▶ _Task brief_: Render the part of the material that opens with the line containing "[spot] the railing" and runs through the end of the material as a Markdown table with columns Row and Line, numbering each line and leaving out blank lines.

----- Data for the task -----

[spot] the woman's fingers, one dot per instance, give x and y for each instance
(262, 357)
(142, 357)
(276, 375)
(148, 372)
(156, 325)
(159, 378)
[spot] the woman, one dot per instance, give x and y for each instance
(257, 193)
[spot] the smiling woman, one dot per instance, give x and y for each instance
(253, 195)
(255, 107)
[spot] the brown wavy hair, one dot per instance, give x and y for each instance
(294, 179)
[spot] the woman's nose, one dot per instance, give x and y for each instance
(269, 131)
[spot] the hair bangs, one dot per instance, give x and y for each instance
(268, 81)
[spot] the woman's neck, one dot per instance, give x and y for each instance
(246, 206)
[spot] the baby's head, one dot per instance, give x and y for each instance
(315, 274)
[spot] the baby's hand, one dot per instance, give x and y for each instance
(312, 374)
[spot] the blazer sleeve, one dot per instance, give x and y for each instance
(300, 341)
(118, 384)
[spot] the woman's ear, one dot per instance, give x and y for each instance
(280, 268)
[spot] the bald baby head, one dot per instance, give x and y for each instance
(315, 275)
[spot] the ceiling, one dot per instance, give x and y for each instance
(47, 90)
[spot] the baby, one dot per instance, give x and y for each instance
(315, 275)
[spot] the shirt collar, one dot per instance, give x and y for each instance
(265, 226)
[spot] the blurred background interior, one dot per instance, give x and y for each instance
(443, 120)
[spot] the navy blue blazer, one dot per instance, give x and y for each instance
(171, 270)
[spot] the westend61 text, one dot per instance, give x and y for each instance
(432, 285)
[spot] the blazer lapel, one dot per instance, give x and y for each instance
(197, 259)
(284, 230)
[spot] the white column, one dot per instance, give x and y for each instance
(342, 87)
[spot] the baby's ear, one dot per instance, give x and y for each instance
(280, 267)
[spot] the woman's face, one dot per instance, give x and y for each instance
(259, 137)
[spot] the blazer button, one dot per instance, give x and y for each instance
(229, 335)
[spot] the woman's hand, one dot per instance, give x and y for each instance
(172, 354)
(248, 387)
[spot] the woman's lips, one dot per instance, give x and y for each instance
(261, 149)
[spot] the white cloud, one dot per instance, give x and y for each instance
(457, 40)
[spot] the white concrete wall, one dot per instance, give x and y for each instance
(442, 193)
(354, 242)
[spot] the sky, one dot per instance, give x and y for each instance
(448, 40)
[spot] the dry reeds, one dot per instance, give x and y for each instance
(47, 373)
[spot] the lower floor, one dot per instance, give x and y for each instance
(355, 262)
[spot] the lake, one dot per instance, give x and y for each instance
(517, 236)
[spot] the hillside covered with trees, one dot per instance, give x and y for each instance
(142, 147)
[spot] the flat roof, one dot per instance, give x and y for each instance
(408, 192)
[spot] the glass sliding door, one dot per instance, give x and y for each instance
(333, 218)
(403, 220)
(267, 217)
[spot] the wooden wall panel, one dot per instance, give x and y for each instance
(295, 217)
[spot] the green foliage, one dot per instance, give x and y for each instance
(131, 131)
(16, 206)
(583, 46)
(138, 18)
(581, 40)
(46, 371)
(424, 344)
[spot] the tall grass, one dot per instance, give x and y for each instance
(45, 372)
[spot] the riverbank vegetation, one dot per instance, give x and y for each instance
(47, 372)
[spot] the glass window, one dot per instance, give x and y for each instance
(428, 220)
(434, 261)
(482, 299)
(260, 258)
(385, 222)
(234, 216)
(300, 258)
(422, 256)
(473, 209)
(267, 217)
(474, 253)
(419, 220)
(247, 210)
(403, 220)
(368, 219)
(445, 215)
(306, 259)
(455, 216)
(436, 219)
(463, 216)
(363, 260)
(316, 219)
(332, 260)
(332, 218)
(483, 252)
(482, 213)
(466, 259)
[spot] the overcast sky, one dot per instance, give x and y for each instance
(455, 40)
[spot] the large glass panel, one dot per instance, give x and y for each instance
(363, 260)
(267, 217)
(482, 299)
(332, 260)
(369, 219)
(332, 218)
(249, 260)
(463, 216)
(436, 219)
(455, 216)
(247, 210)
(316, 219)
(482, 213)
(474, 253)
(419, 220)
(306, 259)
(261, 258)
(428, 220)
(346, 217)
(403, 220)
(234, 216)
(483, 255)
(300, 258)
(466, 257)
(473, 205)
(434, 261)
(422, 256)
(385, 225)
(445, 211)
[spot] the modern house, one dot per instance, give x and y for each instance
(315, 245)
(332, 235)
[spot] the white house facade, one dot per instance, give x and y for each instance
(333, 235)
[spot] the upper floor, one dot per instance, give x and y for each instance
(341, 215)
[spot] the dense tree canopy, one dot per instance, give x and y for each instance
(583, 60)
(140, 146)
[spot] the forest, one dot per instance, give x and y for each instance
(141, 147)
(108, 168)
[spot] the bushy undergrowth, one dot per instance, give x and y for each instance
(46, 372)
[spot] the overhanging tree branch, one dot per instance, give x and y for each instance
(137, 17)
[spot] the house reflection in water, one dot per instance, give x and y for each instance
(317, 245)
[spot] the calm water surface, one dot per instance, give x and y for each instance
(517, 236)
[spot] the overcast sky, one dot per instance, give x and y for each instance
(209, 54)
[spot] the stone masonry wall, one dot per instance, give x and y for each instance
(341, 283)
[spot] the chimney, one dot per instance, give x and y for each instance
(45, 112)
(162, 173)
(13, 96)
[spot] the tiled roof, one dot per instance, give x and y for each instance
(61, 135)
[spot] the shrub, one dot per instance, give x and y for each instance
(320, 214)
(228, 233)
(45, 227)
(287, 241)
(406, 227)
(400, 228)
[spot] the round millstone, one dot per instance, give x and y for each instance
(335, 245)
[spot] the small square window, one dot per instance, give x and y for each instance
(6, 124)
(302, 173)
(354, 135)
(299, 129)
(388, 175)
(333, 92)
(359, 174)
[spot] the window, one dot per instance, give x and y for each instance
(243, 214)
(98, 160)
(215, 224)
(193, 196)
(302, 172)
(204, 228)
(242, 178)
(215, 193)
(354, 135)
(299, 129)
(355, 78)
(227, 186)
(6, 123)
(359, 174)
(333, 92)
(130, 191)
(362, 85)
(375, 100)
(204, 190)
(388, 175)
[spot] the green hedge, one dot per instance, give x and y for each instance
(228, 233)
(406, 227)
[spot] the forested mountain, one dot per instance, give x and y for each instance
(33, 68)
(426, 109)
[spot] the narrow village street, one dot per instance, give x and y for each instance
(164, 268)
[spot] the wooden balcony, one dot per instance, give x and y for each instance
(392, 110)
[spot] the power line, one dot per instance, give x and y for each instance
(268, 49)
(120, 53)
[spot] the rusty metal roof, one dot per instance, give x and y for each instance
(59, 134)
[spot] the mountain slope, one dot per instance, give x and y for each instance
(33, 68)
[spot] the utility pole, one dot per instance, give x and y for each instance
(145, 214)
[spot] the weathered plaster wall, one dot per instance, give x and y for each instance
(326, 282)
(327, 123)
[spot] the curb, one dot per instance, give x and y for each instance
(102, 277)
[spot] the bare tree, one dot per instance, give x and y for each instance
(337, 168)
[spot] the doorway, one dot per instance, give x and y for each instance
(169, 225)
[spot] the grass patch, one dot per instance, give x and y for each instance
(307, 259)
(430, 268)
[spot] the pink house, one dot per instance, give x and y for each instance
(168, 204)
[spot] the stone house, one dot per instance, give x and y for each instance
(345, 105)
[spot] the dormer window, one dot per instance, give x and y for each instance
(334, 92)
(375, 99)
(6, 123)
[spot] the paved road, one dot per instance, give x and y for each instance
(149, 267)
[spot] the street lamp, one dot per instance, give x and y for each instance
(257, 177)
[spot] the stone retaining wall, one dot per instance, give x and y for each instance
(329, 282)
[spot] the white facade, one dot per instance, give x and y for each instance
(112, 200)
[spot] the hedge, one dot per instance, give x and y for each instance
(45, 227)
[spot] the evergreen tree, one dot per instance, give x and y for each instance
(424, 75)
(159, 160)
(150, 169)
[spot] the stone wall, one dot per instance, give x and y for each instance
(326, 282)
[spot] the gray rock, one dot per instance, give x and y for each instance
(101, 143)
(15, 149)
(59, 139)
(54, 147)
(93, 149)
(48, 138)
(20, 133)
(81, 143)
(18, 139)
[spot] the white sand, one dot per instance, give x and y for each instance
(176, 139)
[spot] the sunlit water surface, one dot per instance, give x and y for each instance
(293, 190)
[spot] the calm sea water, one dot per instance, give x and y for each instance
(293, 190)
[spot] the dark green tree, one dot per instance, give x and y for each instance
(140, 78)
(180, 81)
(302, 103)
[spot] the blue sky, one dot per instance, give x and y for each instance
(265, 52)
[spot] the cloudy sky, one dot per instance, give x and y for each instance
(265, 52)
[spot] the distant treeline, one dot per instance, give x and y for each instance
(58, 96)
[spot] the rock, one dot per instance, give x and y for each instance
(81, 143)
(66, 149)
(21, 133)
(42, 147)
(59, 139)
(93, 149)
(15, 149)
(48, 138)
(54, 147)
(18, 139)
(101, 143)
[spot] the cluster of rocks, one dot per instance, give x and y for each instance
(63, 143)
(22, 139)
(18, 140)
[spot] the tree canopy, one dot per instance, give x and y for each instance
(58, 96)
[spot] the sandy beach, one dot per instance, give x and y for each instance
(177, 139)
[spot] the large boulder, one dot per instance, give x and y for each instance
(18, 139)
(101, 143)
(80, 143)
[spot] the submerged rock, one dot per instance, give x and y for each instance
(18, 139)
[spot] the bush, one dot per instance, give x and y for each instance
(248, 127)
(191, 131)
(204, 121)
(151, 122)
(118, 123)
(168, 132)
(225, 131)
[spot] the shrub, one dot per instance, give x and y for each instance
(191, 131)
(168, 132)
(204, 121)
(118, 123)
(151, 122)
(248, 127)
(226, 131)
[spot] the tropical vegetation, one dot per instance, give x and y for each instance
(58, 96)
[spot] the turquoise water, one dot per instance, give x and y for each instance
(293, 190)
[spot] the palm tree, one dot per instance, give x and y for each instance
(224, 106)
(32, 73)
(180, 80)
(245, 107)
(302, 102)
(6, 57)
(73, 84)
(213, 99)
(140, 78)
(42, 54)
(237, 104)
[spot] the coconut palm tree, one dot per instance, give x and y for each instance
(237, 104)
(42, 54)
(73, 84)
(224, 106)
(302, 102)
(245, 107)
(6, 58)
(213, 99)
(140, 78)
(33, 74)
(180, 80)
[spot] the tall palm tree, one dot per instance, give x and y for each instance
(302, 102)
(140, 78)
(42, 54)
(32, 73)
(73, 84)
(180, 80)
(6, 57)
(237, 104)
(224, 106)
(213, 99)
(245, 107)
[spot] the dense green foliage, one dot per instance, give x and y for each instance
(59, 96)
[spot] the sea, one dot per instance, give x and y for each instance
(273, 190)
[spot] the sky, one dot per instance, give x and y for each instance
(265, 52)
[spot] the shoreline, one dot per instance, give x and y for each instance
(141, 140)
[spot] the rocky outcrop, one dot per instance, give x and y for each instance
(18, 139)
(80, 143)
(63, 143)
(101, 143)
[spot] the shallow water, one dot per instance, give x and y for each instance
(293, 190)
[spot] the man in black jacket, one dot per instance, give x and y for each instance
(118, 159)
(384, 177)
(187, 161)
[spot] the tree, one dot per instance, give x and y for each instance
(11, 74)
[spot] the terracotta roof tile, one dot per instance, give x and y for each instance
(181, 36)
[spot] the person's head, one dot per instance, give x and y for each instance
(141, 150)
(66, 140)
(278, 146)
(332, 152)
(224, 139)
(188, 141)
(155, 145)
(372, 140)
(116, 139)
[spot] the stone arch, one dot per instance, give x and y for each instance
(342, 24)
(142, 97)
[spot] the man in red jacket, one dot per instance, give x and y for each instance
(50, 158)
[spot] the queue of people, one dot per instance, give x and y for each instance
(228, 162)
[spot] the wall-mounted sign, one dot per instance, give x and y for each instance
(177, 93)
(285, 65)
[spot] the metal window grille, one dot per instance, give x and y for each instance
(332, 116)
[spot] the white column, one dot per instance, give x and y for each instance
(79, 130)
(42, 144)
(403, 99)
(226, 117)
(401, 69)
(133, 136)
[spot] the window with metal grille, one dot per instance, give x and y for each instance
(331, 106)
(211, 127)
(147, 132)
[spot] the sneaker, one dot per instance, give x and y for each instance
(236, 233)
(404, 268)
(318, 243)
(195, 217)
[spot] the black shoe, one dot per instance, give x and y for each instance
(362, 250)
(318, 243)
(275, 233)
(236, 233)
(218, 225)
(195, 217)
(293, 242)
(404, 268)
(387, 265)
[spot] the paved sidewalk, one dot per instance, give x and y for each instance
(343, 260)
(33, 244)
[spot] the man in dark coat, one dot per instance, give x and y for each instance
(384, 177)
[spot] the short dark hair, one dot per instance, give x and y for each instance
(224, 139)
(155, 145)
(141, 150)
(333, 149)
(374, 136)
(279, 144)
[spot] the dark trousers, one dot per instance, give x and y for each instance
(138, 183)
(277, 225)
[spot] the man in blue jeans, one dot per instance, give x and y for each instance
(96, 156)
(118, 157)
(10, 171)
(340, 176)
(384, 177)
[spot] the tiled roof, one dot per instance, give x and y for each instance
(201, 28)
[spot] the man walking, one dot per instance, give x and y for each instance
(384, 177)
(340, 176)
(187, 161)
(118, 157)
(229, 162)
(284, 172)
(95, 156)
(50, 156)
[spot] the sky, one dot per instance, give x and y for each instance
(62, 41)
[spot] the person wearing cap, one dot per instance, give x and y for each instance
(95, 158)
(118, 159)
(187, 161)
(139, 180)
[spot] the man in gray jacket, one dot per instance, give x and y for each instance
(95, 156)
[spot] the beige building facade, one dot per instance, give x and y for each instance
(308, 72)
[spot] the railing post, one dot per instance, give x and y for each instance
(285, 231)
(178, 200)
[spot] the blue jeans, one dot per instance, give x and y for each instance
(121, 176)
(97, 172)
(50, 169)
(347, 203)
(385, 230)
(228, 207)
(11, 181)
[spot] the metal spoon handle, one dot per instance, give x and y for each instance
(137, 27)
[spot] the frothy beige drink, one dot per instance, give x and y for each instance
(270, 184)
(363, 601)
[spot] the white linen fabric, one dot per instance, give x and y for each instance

-----

▶ _Response to the exercise_:
| Row | Line |
|---|---|
| 1 | [spot] the railing post, one dot per instance, give x and y for each instance |
| 2 | (285, 231) |
| 3 | (178, 200) |
| 4 | [spot] the blue jeans, one dot per instance, give x and y for each instance |
| 5 | (121, 176) |
| 6 | (97, 172) |
| 7 | (50, 169) |
| 8 | (347, 203) |
| 9 | (385, 230) |
| 10 | (228, 207) |
| 11 | (11, 181) |
| 12 | [spot] the metal spoon handle, one dot per instance, give x and y for each instance |
| 13 | (137, 27) |
| 14 | [spot] the frothy beige drink, one dot per instance, give x and y for each instance |
| 15 | (270, 184) |
| 16 | (363, 601) |
| 17 | [spot] the white linen fabric, one dot per instance, give x and y for each instance |